▶ [Extract]:
At some point, most of us will take on the responsibility of caring for an elderly relative or friend. However, many family caregivers may not be trained or prepared for the responsibilities they face. There are aspects of providing care that many people are unfamiliar with or are unsure of.
“It goes without saying that your loved one should maintain a healthy and balanced diet along with an active lifestyle,” says clinical dietitian Victoria Pena-Acuna. “In addition to eating a variety of foods including fruits, vegetables, proteins and wholegrains, there are a number of specific nutrients that can boost older adults’ health.”?
The American Academy of Nutrition and Dietetics recommend:
- Calcium and vitamin D – older adults require an increased intake of calcium and vitamin D to maintain bone health. Recommended daily intake can be found in three servings of vitamin D-fortified low-fat or fat-free milk or yogurt. Other calcium-rich foods include fortified cereals, dark leafy greens and canned fish with soft bones.

▶ [Task to carry out]:
Name the kinds of food that the dietitian quoted in the passage on elderly care lists as part of eating a variety of foods.

Saved data entries

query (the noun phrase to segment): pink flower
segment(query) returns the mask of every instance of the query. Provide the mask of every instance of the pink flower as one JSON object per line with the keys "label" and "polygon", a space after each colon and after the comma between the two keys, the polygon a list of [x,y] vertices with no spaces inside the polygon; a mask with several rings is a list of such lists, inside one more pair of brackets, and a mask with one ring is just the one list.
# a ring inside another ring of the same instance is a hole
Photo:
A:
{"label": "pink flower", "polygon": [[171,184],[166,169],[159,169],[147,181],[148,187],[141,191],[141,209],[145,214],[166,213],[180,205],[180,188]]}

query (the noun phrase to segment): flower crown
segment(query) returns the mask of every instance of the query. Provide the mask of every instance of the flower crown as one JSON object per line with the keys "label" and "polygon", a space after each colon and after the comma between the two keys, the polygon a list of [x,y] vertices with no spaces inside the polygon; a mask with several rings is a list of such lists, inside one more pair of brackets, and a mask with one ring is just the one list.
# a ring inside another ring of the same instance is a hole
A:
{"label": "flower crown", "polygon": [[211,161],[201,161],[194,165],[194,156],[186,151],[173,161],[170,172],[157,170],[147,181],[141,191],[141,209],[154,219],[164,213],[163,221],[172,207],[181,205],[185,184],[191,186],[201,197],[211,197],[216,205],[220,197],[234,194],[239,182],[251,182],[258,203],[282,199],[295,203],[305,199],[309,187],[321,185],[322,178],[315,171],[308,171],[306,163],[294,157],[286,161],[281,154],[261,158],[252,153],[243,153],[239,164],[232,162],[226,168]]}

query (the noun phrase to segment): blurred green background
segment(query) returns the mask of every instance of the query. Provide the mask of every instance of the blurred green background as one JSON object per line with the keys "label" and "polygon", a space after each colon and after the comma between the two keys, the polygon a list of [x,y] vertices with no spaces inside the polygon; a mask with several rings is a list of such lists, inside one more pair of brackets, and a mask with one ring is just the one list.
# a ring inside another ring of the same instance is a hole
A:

▶ [Written response]:
Fruits, vegetables, proteins and wholegrains.